■ Task prompt: Please count how many lines in the entries below contain "badge" and reply with the figure alone.

■ Material for this exercise:
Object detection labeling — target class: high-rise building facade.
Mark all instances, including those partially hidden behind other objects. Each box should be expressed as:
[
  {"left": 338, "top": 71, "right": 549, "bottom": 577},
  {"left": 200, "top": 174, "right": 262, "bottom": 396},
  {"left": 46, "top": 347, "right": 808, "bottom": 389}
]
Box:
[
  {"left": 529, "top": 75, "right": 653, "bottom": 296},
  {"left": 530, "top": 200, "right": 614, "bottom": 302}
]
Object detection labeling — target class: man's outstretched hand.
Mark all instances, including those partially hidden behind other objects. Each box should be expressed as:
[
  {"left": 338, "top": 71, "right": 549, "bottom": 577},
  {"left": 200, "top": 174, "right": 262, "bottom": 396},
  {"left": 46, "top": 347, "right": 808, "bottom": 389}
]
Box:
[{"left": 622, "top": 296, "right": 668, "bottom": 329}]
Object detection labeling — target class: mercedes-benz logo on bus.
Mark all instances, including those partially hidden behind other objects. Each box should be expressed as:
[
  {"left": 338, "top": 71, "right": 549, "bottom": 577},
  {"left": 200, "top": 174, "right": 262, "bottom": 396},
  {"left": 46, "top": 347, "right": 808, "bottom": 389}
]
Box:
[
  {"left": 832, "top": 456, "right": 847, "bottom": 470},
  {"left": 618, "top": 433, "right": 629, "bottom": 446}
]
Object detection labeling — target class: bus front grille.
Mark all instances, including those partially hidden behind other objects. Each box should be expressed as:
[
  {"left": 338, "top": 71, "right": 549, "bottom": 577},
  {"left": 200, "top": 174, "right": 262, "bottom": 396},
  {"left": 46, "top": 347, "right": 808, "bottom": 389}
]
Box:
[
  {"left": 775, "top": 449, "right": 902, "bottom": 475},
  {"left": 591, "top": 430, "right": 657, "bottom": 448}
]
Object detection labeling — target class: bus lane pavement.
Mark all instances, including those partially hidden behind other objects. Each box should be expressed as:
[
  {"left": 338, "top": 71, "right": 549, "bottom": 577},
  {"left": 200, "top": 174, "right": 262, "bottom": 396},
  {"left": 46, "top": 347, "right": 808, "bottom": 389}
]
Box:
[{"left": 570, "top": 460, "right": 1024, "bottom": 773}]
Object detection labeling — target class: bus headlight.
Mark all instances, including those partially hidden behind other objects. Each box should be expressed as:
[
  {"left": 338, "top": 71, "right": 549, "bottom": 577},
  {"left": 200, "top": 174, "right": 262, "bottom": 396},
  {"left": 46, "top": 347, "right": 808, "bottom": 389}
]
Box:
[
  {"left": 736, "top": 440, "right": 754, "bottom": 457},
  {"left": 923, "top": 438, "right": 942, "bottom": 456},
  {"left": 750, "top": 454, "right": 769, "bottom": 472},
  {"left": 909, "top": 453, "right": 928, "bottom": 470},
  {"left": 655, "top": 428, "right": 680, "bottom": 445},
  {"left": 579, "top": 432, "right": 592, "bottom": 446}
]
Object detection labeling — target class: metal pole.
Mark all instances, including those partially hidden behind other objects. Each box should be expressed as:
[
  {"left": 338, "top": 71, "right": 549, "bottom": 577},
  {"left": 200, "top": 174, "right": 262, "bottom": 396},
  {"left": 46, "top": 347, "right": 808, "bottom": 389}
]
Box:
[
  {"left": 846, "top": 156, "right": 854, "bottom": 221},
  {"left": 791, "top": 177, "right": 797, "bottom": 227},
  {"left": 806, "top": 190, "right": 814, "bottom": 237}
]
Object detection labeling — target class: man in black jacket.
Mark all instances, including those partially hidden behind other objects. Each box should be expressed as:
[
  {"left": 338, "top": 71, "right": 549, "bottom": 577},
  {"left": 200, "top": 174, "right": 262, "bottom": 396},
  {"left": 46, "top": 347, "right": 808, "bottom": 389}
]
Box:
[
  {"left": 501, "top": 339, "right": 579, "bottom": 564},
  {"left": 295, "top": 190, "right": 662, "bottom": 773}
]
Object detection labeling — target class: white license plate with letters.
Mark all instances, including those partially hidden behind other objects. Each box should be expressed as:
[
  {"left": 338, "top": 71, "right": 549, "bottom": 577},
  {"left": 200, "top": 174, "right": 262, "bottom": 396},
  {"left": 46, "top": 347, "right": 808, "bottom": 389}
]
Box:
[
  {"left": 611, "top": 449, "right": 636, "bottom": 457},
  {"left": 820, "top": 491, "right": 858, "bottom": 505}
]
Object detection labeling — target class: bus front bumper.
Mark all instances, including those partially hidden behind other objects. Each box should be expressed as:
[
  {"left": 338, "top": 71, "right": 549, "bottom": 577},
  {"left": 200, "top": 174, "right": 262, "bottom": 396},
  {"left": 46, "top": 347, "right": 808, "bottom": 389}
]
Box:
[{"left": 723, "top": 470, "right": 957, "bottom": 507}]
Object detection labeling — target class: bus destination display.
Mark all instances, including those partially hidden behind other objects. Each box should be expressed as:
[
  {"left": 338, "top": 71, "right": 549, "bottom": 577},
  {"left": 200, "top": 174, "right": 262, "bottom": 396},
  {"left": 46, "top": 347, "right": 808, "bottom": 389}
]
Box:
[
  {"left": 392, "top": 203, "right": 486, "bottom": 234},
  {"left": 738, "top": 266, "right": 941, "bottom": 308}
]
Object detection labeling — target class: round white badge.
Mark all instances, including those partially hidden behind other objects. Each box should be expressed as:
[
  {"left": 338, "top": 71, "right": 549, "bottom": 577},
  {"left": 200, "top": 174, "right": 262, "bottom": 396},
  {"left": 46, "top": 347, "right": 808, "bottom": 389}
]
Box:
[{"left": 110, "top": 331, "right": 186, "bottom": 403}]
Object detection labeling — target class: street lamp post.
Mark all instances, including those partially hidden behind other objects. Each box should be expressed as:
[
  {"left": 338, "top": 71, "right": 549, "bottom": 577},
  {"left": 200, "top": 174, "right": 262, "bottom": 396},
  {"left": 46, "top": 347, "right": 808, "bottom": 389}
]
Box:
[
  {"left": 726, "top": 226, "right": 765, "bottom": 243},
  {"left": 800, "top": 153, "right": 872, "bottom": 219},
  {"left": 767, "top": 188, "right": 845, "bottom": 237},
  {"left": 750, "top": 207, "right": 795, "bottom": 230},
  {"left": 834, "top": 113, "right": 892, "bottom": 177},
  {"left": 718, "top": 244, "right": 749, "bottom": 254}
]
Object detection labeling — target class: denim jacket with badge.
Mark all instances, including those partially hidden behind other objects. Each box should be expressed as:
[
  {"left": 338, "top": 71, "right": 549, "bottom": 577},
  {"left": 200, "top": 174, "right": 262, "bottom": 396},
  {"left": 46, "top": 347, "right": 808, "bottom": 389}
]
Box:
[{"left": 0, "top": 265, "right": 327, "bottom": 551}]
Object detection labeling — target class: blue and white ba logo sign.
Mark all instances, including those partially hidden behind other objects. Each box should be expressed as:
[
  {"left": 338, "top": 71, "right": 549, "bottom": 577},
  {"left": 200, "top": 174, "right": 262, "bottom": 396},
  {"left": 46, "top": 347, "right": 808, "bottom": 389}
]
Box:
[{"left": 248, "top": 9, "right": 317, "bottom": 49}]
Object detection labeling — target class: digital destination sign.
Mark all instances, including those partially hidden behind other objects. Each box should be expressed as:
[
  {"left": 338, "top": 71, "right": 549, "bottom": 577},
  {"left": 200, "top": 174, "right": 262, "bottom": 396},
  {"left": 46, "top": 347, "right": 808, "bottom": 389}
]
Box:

■ Answer to the exercise: 2